Your answer must be every line of the data below that holds the string "window", copied exactly.

SOURCE DATA Block Start

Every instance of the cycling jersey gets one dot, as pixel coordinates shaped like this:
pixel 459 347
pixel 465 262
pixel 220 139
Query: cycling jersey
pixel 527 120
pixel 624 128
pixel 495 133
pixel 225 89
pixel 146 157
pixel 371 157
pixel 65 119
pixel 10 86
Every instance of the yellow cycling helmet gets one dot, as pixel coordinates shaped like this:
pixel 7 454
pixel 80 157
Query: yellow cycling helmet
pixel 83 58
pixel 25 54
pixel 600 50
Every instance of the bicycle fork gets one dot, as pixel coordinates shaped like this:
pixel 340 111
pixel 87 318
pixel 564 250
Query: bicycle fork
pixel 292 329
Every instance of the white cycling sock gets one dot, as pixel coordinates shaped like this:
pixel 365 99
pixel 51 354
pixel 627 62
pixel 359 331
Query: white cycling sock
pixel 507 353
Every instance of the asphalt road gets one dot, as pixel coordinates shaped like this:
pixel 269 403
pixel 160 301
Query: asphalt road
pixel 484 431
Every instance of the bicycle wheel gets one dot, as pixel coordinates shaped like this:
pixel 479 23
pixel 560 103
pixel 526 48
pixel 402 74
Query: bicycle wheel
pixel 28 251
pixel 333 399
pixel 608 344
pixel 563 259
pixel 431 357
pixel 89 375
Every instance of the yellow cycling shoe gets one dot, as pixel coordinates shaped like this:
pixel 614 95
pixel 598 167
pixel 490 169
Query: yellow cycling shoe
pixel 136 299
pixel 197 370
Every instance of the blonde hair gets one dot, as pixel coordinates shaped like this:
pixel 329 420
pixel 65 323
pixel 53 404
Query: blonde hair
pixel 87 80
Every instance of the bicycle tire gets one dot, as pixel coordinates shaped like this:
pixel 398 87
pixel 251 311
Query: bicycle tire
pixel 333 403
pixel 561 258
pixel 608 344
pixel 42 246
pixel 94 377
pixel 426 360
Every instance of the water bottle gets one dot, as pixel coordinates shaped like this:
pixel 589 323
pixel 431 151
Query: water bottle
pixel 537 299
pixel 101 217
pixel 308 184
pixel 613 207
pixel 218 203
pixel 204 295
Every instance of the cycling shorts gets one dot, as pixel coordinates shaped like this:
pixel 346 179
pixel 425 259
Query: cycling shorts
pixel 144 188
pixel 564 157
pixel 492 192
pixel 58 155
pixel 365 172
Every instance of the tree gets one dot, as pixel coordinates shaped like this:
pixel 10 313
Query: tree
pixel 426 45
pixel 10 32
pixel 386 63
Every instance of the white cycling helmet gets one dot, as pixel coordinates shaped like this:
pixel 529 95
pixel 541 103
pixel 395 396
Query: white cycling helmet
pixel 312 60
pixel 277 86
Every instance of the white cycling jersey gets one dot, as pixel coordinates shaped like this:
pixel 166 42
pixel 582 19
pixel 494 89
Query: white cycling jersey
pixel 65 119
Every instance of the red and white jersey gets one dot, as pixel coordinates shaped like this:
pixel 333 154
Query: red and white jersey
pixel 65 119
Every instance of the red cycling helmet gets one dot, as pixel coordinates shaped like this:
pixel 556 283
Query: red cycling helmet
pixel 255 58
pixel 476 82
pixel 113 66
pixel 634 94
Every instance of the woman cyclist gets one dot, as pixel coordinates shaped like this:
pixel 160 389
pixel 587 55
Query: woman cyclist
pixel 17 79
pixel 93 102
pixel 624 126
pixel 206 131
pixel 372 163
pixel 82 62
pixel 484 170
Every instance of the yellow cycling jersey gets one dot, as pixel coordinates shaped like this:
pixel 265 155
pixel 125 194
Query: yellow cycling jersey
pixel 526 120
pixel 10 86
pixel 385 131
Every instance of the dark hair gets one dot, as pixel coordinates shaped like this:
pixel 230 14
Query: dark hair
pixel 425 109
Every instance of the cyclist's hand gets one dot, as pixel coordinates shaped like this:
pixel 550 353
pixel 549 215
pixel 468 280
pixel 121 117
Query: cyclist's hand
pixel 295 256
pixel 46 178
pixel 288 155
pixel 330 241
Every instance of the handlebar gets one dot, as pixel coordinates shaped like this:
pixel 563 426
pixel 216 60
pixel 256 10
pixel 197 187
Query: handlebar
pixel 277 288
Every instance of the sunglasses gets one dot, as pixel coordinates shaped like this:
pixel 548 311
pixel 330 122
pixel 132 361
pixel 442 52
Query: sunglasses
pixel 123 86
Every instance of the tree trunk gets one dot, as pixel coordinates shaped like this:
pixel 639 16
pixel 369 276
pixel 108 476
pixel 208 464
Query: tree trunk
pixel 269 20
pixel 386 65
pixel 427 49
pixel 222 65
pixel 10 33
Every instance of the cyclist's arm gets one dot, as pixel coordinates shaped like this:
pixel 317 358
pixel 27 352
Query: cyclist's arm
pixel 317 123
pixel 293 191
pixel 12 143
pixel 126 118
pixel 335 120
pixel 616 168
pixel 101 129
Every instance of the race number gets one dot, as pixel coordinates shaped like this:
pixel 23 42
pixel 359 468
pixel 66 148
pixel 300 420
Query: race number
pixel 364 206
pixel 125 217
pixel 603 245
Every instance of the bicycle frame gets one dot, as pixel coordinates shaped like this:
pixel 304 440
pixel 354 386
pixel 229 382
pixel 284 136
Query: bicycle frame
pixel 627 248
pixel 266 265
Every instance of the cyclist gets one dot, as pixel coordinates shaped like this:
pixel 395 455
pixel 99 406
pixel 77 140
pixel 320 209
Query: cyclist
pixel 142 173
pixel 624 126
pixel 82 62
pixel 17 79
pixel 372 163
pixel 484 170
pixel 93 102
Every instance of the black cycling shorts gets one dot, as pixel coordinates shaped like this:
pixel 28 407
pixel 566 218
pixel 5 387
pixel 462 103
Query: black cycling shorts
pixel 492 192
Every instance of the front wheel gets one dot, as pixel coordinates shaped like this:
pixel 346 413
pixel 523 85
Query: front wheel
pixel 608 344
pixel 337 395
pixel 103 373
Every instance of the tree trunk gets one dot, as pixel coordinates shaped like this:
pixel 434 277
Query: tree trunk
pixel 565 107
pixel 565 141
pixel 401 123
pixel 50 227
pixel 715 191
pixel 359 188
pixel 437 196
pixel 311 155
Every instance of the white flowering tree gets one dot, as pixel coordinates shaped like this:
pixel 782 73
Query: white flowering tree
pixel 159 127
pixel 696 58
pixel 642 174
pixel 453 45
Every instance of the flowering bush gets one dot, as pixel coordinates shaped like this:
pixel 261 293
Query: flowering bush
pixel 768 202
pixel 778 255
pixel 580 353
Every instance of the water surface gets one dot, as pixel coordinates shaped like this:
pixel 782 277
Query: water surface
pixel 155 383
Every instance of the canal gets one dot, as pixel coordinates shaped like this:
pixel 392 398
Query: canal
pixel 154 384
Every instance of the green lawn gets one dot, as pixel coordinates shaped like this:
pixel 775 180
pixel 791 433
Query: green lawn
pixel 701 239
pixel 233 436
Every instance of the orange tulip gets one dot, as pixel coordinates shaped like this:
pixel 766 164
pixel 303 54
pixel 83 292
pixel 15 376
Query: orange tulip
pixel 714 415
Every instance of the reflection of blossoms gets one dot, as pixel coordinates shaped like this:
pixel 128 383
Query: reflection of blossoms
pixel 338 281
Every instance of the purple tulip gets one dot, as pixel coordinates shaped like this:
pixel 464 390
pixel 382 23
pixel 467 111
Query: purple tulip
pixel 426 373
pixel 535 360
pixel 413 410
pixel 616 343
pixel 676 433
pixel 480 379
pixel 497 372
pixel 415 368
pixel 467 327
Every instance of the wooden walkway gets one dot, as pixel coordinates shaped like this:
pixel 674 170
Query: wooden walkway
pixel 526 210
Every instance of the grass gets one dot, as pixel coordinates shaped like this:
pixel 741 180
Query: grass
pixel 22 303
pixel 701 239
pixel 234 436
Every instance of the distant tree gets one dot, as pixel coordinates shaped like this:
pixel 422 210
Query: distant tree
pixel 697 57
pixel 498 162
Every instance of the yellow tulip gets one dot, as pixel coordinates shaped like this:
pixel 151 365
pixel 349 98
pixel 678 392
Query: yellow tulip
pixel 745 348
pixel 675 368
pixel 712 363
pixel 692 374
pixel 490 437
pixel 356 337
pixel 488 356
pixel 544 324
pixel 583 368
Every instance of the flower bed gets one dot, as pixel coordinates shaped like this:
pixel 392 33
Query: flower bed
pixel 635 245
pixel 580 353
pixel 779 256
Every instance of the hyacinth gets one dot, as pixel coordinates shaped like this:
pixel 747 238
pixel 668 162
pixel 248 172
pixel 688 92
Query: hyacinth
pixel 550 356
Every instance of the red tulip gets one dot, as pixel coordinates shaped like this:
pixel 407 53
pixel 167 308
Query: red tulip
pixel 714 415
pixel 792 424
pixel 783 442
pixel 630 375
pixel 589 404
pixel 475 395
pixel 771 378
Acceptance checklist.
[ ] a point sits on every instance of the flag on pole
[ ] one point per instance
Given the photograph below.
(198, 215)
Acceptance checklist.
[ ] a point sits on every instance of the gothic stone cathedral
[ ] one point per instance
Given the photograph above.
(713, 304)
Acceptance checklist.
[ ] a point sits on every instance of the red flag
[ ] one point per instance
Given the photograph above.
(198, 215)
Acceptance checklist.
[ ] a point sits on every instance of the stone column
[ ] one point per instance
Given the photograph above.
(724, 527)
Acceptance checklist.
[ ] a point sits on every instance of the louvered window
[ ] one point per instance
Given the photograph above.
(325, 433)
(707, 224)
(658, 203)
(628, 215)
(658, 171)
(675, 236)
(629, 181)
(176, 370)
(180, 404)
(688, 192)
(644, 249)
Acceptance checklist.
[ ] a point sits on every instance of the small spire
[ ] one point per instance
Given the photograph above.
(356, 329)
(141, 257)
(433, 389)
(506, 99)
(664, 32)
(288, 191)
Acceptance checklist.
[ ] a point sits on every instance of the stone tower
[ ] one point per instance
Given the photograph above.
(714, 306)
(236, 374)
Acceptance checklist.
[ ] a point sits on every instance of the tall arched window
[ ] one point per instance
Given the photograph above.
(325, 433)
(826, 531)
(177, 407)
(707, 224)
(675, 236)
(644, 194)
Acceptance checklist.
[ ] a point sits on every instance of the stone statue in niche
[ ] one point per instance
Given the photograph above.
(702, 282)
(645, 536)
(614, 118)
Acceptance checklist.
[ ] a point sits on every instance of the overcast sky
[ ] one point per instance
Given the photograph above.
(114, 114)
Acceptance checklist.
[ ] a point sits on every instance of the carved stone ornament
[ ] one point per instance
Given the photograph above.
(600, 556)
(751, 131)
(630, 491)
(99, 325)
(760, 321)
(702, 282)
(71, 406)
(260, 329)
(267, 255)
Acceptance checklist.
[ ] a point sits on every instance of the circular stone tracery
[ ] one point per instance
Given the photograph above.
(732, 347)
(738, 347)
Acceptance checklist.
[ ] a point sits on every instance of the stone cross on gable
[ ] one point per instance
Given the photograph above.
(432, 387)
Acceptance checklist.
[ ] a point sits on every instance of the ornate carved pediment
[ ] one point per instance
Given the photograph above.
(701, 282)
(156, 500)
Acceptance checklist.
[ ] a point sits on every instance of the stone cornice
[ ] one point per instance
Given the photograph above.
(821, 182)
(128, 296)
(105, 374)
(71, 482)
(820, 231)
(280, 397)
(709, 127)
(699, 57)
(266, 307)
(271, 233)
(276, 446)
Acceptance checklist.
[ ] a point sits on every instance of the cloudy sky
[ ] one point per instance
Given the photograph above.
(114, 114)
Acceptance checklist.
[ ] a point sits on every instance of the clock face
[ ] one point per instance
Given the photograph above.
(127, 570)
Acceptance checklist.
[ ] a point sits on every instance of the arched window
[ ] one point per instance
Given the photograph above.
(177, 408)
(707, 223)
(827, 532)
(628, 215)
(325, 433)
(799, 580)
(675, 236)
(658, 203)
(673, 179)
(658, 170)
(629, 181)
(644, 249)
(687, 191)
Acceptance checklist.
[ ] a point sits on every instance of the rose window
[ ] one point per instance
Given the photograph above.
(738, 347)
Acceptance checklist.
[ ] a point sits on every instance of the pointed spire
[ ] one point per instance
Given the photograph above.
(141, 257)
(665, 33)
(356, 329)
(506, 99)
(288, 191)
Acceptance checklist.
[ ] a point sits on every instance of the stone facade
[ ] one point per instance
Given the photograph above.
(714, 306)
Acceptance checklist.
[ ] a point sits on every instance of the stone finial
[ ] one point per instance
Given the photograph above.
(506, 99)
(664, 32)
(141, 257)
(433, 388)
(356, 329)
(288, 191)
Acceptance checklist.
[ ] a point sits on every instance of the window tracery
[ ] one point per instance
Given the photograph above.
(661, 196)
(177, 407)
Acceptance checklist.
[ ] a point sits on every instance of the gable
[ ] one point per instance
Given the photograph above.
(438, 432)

SOURCE DATA Block End

# SOLUTION
[ ] a point sits on every instance of the louvered window
[ ] a point sits on every instance of the tall arched window
[ ] a point sits on every instance of the arched window
[ ] a point sits on every instance of the rose window
[ ] a point sits on every instance of the window tracery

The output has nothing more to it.